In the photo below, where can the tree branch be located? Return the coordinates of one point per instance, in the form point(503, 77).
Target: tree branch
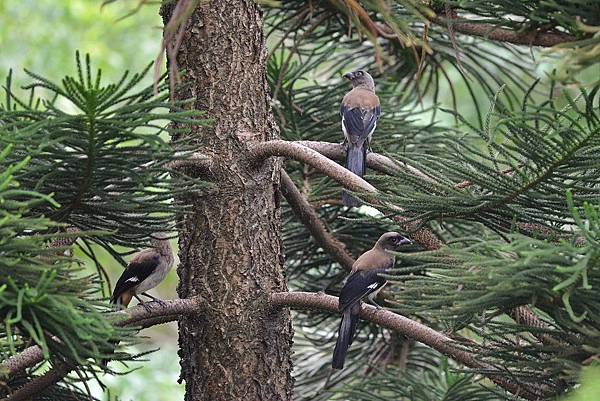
point(318, 154)
point(492, 32)
point(296, 151)
point(417, 331)
point(151, 314)
point(307, 215)
point(375, 161)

▸ Problem details
Please copy the preceding records exactly and omit the images.

▸ Written response
In the photo below, where can the tree branch be located? Return the coordinates of one point per instance, in the form point(503, 77).
Target: tree branch
point(318, 154)
point(492, 32)
point(296, 151)
point(417, 331)
point(151, 314)
point(307, 215)
point(375, 161)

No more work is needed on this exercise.